/---

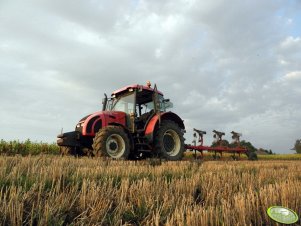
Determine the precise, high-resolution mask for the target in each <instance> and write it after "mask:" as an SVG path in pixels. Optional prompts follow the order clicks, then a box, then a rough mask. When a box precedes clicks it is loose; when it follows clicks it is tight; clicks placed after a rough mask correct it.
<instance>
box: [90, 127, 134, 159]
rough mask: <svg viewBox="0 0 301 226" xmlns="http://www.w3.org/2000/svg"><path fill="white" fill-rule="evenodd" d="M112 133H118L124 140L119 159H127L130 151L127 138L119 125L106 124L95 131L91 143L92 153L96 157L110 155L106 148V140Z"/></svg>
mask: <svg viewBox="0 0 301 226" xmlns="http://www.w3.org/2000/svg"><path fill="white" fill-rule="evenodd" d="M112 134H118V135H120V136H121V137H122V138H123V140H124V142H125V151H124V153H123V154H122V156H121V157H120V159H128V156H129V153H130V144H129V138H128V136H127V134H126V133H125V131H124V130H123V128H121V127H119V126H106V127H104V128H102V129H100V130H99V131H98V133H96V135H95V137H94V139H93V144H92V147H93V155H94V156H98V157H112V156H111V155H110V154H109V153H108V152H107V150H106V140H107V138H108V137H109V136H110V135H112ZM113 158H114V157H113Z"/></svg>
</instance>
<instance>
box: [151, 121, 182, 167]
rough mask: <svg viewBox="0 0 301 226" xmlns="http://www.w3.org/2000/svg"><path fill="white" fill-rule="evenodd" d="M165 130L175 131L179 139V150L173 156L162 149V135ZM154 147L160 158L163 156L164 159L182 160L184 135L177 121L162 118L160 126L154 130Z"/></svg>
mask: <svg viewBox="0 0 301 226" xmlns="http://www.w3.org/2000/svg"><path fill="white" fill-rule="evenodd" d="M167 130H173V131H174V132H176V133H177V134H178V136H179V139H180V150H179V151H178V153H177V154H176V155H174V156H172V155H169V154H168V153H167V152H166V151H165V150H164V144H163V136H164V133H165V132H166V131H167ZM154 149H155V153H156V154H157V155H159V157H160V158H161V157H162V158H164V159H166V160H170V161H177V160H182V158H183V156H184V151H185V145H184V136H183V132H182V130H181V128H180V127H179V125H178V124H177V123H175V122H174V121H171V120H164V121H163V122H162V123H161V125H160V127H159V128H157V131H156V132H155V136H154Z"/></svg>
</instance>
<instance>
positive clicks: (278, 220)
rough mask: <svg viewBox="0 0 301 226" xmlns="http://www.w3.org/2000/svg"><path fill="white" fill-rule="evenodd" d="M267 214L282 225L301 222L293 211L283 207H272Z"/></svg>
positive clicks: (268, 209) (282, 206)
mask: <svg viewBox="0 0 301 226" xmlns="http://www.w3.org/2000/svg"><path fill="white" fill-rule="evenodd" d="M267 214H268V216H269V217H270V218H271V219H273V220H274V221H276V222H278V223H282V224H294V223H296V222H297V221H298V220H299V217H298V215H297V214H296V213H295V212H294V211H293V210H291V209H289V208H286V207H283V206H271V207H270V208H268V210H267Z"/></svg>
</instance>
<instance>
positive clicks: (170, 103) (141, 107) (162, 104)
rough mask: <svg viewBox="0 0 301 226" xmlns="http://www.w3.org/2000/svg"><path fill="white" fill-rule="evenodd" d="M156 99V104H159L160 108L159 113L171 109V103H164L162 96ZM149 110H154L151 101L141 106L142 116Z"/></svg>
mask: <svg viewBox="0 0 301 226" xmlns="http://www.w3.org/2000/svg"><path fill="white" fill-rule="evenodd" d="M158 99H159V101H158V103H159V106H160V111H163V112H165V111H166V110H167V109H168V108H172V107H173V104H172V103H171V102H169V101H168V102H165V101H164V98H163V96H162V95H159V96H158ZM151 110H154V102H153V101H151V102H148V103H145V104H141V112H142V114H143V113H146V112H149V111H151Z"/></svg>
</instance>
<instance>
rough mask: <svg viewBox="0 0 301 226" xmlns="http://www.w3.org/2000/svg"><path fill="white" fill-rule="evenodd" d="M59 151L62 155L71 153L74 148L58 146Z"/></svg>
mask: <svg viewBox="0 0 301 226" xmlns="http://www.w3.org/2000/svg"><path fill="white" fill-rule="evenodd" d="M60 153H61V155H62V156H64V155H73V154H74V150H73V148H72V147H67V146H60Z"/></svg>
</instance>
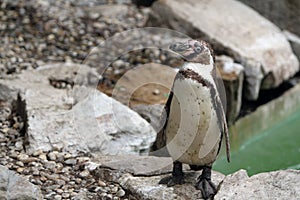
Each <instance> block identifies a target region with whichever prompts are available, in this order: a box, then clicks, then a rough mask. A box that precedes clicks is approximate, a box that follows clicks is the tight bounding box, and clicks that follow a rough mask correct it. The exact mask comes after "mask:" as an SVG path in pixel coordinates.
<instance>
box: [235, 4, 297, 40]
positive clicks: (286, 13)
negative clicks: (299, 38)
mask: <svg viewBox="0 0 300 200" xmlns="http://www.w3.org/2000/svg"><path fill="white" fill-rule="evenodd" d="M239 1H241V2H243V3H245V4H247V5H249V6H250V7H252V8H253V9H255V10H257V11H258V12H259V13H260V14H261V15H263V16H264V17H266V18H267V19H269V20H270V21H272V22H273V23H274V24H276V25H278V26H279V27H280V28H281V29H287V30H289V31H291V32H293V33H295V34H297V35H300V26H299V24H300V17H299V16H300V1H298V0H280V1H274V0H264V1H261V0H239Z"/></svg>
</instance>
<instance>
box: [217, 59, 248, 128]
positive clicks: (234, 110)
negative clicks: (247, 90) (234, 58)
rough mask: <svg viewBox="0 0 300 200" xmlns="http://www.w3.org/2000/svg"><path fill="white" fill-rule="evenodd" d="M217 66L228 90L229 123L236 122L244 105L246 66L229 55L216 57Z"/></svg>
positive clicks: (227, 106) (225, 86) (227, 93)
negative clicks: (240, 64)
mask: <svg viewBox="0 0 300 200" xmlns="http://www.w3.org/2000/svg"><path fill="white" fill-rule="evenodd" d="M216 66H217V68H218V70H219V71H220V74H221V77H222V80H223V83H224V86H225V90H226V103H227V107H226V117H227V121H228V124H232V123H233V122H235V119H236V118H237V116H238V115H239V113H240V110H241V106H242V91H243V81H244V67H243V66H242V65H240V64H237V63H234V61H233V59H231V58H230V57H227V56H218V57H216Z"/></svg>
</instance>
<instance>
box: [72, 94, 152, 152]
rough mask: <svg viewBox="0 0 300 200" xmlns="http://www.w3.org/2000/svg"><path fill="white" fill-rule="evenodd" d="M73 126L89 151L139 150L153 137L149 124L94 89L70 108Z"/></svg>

\---

**WHAT TO WORK ON:**
Count the lines of these entries that hold the string "order", and give only that number.

**THE ANSWER:**
2